It's a terrible, terrible situation to have to endure. My best friend was only 34 when she lost her husband 2 years ago. He simply had a heart attack at work and was gone immediately; she was left to raise their 2 boys (then 18 mos. and 3 1/2). I wasn't sure what to do at first so I kind of just let her take the lead and tell me. For one, I made sure that I was just "there" at first. After her boys were in bed that night, I went over and just sat with her. Sometimes, we didn't say anything. But, mostly, she talked...about memories, how unfair it was, the details of the day, the future, etc. Just really speaking her heart and sharing what was on her mind. And she needed that.

After that, it was going by to visit - keeping her and the boys busy and being there for them. Babysitting. Taking in meals (even a month later). Sending notes and flowers to let her know that we were still thinking about her and hadn't forgotten. Others did housecleaning and helping her organize finances/bills, etc.

**Task instructions**.
In the account of supporting a widowed friend, list each thing the friend talked about while the writer sat with her on the first night. The records after this point come from a separate, unrelated source.

**Data supplied**.

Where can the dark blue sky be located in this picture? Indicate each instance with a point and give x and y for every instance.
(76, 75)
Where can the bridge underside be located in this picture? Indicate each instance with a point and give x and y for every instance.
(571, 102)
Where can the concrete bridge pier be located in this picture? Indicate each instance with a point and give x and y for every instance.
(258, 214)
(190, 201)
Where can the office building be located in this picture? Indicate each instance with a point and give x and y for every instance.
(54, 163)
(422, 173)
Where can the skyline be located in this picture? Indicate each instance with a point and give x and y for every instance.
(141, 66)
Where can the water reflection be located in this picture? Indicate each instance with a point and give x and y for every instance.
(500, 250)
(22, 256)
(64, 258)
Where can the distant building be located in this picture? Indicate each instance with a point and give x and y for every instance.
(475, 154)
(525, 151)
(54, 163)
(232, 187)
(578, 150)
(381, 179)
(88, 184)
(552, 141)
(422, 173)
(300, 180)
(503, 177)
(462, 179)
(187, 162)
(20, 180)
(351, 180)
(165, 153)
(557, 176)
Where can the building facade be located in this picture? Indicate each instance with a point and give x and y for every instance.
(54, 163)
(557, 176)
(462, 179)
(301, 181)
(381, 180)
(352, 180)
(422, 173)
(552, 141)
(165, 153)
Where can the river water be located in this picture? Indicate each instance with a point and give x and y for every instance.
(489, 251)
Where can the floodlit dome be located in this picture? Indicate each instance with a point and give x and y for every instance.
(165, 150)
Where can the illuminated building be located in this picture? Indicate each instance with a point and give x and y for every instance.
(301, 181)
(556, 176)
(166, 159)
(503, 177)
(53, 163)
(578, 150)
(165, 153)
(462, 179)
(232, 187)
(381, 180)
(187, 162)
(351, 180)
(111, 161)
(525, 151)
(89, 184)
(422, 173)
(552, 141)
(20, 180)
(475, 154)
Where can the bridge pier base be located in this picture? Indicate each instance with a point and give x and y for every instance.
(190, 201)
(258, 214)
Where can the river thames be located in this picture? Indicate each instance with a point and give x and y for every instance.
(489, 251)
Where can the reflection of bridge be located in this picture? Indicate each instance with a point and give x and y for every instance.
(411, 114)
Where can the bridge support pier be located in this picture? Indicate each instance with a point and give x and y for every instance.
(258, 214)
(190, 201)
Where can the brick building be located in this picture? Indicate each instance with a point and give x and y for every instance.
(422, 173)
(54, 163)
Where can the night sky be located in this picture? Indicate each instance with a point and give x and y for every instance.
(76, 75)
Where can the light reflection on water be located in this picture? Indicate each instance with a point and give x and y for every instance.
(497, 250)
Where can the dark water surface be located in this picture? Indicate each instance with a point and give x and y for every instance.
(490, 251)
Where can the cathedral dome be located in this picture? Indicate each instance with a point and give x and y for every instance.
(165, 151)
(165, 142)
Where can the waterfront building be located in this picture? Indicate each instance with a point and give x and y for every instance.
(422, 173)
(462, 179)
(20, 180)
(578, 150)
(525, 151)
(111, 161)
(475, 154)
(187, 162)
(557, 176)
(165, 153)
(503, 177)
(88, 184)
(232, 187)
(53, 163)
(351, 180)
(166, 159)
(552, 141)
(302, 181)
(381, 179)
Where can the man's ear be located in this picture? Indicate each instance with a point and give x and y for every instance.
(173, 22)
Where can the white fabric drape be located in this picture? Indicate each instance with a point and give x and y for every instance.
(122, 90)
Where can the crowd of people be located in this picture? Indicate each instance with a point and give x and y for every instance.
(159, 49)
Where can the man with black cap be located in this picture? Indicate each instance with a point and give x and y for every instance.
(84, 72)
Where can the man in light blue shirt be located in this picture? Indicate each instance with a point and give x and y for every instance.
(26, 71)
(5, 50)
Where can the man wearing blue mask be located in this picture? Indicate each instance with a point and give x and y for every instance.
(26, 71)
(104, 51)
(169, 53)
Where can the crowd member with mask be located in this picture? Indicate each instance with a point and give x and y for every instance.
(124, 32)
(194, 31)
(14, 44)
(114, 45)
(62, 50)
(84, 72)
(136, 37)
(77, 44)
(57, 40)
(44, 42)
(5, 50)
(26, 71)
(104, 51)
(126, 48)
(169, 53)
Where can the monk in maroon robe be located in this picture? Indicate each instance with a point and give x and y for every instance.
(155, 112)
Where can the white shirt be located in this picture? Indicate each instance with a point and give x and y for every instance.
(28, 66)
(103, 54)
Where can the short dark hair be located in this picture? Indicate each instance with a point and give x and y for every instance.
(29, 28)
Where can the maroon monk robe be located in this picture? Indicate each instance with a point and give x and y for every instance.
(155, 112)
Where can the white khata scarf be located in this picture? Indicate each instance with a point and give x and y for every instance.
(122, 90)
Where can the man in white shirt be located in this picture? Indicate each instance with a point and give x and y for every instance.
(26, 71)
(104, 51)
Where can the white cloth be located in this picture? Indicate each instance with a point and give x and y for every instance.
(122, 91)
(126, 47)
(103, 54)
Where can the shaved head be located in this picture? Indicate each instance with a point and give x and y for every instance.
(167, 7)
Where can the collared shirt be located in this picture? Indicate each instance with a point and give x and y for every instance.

**Answer to this exercise**.
- memories
- how unfair it was
- the details of the day
- the future